Repeat the whole listing below with nothing added or dropped.

### Provided data ###

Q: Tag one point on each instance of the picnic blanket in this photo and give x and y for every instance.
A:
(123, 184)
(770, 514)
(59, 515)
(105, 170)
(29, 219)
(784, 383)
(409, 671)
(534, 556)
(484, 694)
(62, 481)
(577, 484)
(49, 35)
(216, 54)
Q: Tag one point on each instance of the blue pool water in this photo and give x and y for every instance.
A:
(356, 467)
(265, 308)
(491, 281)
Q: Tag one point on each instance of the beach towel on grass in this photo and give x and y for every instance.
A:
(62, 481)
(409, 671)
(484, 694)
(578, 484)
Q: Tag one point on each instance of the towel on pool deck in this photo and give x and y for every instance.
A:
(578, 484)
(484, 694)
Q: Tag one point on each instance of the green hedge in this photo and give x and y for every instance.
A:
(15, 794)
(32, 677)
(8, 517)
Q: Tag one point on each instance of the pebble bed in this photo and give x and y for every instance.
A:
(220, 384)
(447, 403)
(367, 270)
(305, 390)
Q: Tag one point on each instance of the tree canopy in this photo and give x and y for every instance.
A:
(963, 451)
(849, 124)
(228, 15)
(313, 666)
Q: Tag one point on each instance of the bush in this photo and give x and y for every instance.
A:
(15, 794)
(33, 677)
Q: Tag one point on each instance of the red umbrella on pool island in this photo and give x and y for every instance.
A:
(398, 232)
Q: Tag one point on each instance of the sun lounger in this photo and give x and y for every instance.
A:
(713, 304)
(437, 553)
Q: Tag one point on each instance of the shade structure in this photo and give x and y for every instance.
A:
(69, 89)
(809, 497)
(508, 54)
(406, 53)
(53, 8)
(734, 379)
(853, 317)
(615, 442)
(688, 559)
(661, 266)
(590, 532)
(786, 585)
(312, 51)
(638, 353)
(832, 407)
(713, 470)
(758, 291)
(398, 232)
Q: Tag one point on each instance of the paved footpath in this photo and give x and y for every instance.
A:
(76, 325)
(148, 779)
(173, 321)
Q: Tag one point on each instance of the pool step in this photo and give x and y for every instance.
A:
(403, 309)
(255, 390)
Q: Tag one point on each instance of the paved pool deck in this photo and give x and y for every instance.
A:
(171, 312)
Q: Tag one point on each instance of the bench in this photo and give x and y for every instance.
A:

###

▶ [Response to the task]
Q: Tag one point on each instance of the picnic blanket in this photo and give x and y for every instance.
A:
(123, 184)
(770, 514)
(59, 515)
(105, 170)
(29, 219)
(784, 383)
(409, 671)
(534, 556)
(484, 694)
(62, 481)
(577, 484)
(49, 35)
(216, 54)
Q: Tag one point on each instance of the blue pool water in this photo and give x and y for every instance.
A:
(356, 467)
(265, 308)
(491, 281)
Q: Tag one point on each instance of the beach towel on grass in this photo and give x and y for every instance.
A:
(62, 481)
(409, 671)
(484, 694)
(578, 484)
Q: Tag one point on each instance of the towel on pool deck in this photo and give x and y for every instance.
A:
(578, 484)
(484, 694)
Q: Tag one point on each instance of the green hedge in this photo and give x and y for every instance.
A:
(15, 794)
(32, 677)
(8, 517)
Q: Tag one point on each instance of the pebble bed in this photo and give x and y for every instance.
A:
(220, 384)
(447, 403)
(367, 270)
(305, 390)
Q: Tag one point on each instance of the tree canopy in this photo and give x and y for every instance.
A:
(963, 451)
(849, 124)
(228, 15)
(313, 666)
Q: Tag one point on each instance of the bush in this photo and give x and y for every instance.
A:
(15, 794)
(33, 677)
Q: Tag one point on each instance of the red umbrella on pool island in this photo and give x and y for every instance.
A:
(398, 232)
Q: Tag one point on each instance of the sun lounger in this photo and give x and y for every instance.
A:
(713, 304)
(437, 553)
Q: Tag one point on each instance of the shade structure in this photo and give x and y for every instance.
A:
(69, 89)
(809, 497)
(508, 54)
(406, 53)
(53, 8)
(734, 379)
(853, 317)
(615, 442)
(688, 559)
(661, 266)
(590, 532)
(786, 585)
(312, 51)
(638, 353)
(832, 407)
(713, 470)
(758, 291)
(398, 232)
Q: Tag one point on each instance of the paved footpath in this photo and give x and y for every instance.
A:
(76, 325)
(148, 779)
(173, 321)
Q: Tag one point on each instance of the pool step in this photo and give x and y for every instance.
A:
(403, 309)
(255, 390)
Q: Tag one point on each instance of the paved pool deck in this photo and give x and y for every instance.
A:
(171, 312)
Q: Tag one point on each instance of the bench in this photo and give x and y for every instance.
A:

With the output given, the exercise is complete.